Collected data
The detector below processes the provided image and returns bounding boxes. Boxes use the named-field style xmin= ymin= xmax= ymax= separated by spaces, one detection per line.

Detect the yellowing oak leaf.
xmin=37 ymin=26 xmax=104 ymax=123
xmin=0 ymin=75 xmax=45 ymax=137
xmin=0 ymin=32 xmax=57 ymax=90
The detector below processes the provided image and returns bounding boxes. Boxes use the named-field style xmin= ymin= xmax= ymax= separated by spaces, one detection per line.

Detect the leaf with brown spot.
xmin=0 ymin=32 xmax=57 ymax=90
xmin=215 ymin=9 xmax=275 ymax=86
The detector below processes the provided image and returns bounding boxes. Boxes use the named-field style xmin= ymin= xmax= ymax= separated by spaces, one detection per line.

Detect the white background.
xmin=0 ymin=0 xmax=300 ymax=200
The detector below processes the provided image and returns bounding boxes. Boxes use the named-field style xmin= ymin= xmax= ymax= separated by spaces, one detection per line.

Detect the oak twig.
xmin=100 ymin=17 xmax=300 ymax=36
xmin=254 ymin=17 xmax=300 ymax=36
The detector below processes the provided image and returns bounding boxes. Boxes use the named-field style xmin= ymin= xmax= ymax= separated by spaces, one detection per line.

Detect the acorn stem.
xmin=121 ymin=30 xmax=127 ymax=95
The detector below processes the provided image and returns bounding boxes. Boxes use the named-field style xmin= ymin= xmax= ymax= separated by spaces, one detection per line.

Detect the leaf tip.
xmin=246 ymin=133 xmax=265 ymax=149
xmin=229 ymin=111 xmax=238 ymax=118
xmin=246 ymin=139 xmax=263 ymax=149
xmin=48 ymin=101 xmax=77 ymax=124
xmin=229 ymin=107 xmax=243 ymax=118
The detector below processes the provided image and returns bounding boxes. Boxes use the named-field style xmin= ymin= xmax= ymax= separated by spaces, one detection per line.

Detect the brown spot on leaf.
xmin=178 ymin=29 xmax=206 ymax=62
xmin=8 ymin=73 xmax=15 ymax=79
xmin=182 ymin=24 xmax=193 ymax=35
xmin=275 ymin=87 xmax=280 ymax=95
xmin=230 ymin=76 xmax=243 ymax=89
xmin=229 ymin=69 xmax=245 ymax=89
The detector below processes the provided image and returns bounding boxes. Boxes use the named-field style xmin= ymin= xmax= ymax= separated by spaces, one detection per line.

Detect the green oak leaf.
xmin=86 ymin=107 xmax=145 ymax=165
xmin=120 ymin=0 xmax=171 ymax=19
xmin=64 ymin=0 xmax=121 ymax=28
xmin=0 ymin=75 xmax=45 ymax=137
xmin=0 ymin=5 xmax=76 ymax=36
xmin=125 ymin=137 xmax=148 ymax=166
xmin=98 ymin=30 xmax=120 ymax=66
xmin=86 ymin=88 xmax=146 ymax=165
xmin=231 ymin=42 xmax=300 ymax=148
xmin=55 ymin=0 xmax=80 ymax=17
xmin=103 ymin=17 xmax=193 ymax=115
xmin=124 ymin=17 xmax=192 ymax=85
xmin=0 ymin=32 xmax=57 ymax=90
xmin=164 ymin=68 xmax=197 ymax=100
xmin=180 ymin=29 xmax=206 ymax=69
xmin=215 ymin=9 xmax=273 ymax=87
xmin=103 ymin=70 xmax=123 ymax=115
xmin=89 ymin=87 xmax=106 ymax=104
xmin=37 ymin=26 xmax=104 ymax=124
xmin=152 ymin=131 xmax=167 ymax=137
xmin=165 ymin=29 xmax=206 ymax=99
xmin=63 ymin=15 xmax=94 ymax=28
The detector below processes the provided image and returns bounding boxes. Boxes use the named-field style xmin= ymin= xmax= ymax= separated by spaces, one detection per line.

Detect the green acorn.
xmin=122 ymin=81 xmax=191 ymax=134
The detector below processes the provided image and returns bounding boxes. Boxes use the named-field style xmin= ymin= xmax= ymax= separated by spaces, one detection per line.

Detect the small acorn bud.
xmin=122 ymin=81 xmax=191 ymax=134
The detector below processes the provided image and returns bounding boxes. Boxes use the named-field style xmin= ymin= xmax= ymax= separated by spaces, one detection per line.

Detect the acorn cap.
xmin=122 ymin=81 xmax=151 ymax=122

INSTRUCTIONS TO FOLLOW: Once you have read the data, reproduce all of it exactly.

RESULT OF THIS TASK:
The detector below processes the provided image and returns bounding boxes. Boxes use the named-field style xmin= ymin= xmax= ymax= separated by spaces, one detection per line.

Detect the yellowing oak leaf.
xmin=37 ymin=26 xmax=104 ymax=123
xmin=0 ymin=75 xmax=45 ymax=137
xmin=0 ymin=32 xmax=57 ymax=90
The detector below processes the provided image and returns bounding boxes. Boxes use the named-field style xmin= ymin= xmax= ymax= separated by spaces, one detection per line.

Detect the leaf with brown spot.
xmin=0 ymin=32 xmax=57 ymax=90
xmin=215 ymin=9 xmax=275 ymax=86
The detector below processes the provided image and returns bounding boxes. Boxes use the named-field style xmin= ymin= xmax= ymax= separated by spaces, one detection per line.

Detect the white background.
xmin=0 ymin=0 xmax=300 ymax=200
The detector below processes the provided image and returns bounding boxes. Boxes use the named-field style xmin= ymin= xmax= ymax= separated by spaces, one detection per line.

Detect the oak twig.
xmin=100 ymin=17 xmax=300 ymax=36
xmin=254 ymin=17 xmax=300 ymax=36
The detector below processes the provided image and returns bounding boxes. Boxes use the named-field style xmin= ymin= xmax= ymax= separated by spaces, one detection per line.

Detect the acorn stem.
xmin=121 ymin=30 xmax=127 ymax=95
The detector below processes the provided image and returns bounding boxes. Boxes use the named-field style xmin= ymin= xmax= ymax= separated by spaces, one detection per line.

Detect the leaf tip.
xmin=246 ymin=133 xmax=265 ymax=149
xmin=229 ymin=111 xmax=238 ymax=118
xmin=246 ymin=139 xmax=263 ymax=149
xmin=48 ymin=101 xmax=77 ymax=124
xmin=229 ymin=107 xmax=243 ymax=118
The detector below processes the provided image and returns bounding boxes. Boxes use the named-field style xmin= ymin= xmax= ymax= separated by spaces, one detection per line.

Detect the brown spot on leaf.
xmin=178 ymin=29 xmax=206 ymax=62
xmin=8 ymin=73 xmax=15 ymax=79
xmin=182 ymin=24 xmax=193 ymax=35
xmin=275 ymin=87 xmax=280 ymax=95
xmin=230 ymin=76 xmax=243 ymax=89
xmin=229 ymin=69 xmax=245 ymax=89
The detector below processes the provided image and returns bounding boxes. Boxes use the named-field style xmin= ymin= xmax= ymax= separated by spaces, one detection per line.

Detect the green oak leaf.
xmin=86 ymin=107 xmax=145 ymax=165
xmin=120 ymin=0 xmax=171 ymax=19
xmin=64 ymin=0 xmax=121 ymax=28
xmin=0 ymin=75 xmax=45 ymax=137
xmin=0 ymin=5 xmax=76 ymax=36
xmin=125 ymin=137 xmax=148 ymax=166
xmin=98 ymin=30 xmax=120 ymax=66
xmin=86 ymin=88 xmax=146 ymax=165
xmin=231 ymin=42 xmax=300 ymax=148
xmin=55 ymin=0 xmax=80 ymax=17
xmin=103 ymin=17 xmax=193 ymax=115
xmin=124 ymin=17 xmax=192 ymax=85
xmin=0 ymin=32 xmax=57 ymax=90
xmin=164 ymin=68 xmax=197 ymax=100
xmin=180 ymin=29 xmax=206 ymax=69
xmin=215 ymin=9 xmax=273 ymax=87
xmin=103 ymin=70 xmax=123 ymax=115
xmin=89 ymin=87 xmax=106 ymax=104
xmin=37 ymin=26 xmax=104 ymax=124
xmin=152 ymin=131 xmax=167 ymax=137
xmin=165 ymin=29 xmax=206 ymax=99
xmin=63 ymin=15 xmax=94 ymax=28
The detector below processes the provided image and returns bounding boxes. Boxes use the named-field style xmin= ymin= xmax= ymax= separated by spaces, one detection per line.

Detect the green acorn.
xmin=122 ymin=81 xmax=191 ymax=134
The detector below processes the provided image and returns bounding boxes. Boxes use the named-field style xmin= ymin= xmax= ymax= separated by spaces, one detection per line.

Detect the small acorn bud.
xmin=122 ymin=81 xmax=191 ymax=134
The detector below processes the provided image and returns bounding boxes. Boxes use the named-field style xmin= ymin= xmax= ymax= separated by spaces, one detection per line.

Detect the acorn cap.
xmin=122 ymin=81 xmax=151 ymax=122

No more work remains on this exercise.